• **Assignment**
Search the data below for "passing"; list each line that holds it.

Records contained in a dataset
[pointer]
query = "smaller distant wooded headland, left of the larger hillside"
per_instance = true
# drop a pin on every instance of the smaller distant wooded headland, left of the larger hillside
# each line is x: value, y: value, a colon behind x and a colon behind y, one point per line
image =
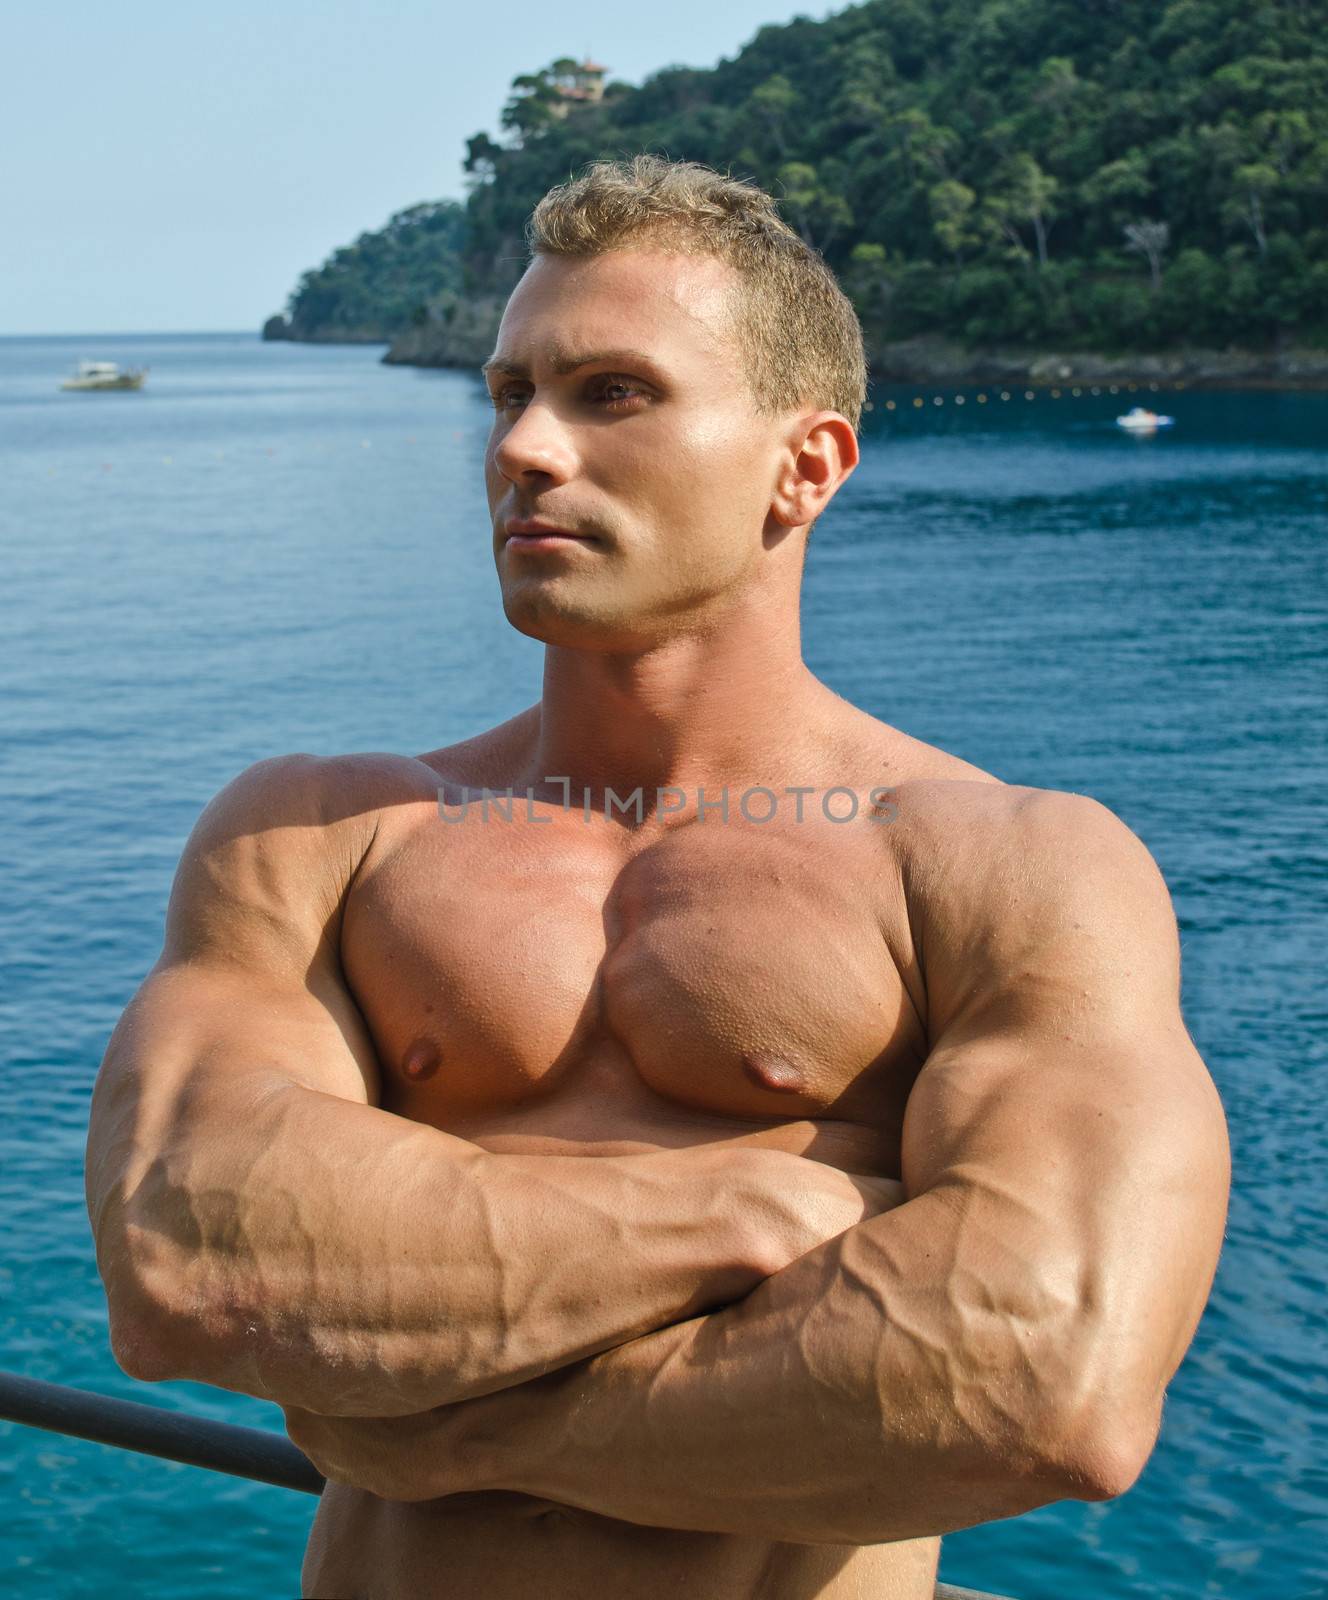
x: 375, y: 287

* * *

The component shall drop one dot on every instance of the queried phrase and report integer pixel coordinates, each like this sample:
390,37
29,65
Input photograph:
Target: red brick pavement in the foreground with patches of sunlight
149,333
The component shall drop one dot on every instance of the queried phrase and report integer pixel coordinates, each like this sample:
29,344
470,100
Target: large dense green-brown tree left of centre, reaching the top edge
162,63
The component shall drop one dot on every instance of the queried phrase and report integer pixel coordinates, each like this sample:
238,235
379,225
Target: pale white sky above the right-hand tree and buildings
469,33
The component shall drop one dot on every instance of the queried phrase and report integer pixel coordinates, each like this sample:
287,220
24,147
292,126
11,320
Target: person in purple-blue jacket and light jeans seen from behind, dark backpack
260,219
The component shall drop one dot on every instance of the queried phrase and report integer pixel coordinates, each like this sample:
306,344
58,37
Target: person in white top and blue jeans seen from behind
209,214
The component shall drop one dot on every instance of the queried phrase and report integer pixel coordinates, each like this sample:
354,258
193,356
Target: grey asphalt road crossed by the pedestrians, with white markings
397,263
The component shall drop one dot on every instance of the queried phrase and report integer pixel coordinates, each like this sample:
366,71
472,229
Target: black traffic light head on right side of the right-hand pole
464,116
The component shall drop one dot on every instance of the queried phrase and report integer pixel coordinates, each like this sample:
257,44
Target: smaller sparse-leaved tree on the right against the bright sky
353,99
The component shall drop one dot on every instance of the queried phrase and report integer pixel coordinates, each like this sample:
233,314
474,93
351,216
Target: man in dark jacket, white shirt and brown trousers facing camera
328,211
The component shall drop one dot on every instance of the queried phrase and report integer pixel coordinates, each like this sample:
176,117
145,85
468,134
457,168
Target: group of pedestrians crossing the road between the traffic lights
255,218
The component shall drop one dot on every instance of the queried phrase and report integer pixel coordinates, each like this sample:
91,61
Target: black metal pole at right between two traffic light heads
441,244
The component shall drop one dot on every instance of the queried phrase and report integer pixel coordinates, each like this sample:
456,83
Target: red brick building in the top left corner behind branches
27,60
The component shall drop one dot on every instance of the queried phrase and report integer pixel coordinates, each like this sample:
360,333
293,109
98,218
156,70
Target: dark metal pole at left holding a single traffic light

...

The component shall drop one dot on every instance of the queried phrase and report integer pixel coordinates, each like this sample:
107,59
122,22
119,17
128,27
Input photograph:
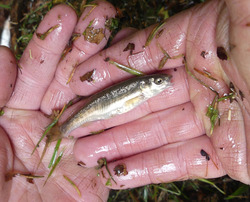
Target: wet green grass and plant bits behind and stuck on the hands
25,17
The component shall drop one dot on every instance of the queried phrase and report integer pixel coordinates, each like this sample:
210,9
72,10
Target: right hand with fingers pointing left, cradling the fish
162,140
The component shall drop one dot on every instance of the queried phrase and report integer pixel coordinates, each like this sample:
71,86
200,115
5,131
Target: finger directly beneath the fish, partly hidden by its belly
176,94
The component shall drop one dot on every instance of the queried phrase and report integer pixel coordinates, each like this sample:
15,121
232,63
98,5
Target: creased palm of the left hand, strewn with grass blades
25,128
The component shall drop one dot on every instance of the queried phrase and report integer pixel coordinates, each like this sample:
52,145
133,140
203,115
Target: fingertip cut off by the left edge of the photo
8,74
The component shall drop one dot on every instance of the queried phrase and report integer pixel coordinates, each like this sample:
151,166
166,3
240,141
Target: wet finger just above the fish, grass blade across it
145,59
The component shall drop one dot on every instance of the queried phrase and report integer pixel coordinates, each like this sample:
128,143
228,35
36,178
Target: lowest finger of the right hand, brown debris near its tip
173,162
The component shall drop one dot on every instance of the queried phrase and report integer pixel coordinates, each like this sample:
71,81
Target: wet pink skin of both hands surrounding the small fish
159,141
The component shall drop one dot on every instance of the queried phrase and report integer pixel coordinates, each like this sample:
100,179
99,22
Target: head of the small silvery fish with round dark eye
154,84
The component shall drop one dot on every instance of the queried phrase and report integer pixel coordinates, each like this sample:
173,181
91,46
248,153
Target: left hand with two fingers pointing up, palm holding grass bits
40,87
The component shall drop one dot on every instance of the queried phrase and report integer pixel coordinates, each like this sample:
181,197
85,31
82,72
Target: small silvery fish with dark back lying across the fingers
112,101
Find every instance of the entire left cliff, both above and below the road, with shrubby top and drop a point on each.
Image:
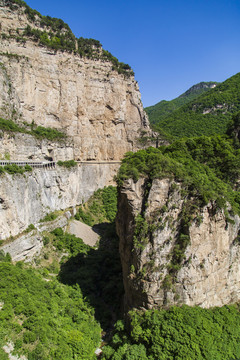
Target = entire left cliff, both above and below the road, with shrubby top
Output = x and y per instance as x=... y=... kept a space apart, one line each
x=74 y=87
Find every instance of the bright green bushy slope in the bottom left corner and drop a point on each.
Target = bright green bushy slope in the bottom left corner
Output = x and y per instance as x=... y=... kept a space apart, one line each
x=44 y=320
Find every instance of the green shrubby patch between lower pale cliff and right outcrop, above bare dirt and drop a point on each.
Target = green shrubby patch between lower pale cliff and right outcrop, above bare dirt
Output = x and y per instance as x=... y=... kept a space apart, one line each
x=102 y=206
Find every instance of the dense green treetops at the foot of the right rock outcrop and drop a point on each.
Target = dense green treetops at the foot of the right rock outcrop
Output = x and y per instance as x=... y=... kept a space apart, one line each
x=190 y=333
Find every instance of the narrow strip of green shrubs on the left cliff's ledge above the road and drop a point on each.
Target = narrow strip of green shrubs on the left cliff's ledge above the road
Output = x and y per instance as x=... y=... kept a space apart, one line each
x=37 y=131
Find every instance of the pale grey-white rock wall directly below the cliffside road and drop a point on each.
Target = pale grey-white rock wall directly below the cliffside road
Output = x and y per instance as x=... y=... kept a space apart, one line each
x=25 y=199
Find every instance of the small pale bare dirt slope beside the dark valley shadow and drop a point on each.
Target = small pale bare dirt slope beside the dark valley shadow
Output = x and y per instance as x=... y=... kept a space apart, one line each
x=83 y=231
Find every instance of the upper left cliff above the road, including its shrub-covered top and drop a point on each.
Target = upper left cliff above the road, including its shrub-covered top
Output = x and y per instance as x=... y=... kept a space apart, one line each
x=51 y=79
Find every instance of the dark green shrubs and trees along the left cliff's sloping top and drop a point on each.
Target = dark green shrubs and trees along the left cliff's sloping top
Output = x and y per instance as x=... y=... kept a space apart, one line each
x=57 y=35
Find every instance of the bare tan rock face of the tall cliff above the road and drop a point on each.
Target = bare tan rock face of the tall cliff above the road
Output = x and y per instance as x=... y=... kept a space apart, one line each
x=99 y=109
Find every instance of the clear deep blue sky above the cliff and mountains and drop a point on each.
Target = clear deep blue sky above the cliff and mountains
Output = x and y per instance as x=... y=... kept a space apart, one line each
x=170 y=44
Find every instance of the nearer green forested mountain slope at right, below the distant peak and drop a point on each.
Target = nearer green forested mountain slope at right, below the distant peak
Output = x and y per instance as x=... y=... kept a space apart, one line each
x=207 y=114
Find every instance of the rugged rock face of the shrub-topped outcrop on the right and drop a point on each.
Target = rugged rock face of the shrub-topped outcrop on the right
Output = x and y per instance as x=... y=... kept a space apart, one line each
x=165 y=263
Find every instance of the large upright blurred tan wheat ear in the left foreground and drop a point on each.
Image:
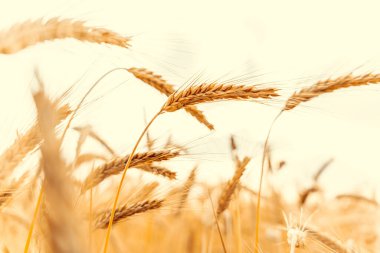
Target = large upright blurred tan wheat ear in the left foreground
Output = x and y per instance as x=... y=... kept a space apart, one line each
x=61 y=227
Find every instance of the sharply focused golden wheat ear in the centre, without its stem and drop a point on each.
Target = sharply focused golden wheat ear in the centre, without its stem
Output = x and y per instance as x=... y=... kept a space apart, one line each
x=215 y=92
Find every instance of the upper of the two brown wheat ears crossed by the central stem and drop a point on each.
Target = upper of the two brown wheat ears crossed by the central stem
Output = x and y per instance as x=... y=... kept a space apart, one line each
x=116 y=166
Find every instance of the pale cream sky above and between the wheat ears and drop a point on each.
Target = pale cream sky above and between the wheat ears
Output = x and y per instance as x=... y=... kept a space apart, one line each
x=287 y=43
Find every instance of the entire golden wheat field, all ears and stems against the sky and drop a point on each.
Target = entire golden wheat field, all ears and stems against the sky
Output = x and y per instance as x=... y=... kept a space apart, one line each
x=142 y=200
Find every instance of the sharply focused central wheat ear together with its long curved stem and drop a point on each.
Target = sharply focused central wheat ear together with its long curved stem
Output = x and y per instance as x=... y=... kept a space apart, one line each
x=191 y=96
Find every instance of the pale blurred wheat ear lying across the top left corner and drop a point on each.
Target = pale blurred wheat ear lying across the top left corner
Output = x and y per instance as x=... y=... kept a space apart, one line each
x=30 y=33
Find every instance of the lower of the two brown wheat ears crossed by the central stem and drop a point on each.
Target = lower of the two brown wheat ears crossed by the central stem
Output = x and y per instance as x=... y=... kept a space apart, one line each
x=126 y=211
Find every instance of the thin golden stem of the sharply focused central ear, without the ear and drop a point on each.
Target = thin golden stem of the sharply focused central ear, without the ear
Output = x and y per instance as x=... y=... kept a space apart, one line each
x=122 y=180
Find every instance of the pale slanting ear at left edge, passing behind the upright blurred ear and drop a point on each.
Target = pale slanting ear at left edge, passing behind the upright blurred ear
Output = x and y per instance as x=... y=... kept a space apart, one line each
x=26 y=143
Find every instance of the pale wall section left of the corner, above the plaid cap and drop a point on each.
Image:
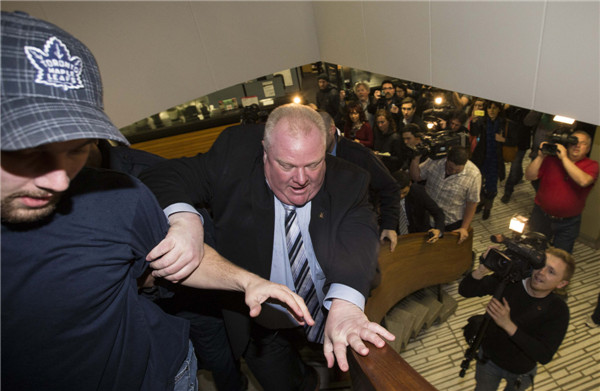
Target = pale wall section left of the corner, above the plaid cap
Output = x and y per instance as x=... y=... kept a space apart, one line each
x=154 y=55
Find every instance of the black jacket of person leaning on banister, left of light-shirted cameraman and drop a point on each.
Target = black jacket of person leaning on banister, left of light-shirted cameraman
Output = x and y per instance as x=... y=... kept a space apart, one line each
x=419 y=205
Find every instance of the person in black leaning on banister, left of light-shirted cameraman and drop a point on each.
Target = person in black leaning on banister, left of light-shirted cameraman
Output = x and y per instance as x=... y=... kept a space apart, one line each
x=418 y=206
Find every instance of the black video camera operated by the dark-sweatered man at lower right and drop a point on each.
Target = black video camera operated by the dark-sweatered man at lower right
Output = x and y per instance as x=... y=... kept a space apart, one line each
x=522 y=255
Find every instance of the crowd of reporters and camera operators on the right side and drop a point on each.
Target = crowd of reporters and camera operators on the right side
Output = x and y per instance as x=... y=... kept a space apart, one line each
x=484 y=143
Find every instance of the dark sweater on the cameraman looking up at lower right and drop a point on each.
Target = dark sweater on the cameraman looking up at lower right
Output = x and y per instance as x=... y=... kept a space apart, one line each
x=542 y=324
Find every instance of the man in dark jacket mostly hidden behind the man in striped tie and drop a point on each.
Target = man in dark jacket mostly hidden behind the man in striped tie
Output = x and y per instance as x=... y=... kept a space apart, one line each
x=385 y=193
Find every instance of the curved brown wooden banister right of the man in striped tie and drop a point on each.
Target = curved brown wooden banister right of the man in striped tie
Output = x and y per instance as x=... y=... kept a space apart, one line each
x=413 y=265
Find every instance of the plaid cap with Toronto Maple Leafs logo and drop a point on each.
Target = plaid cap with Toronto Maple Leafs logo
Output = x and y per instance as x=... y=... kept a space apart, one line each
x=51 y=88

• **Finished task**
Find every instance of the pale slanting ear at left edge, passing behind the upright blurred ear and drop a point on each.
Target = pale slanting ear at left edge, passing behind the upright blurred ear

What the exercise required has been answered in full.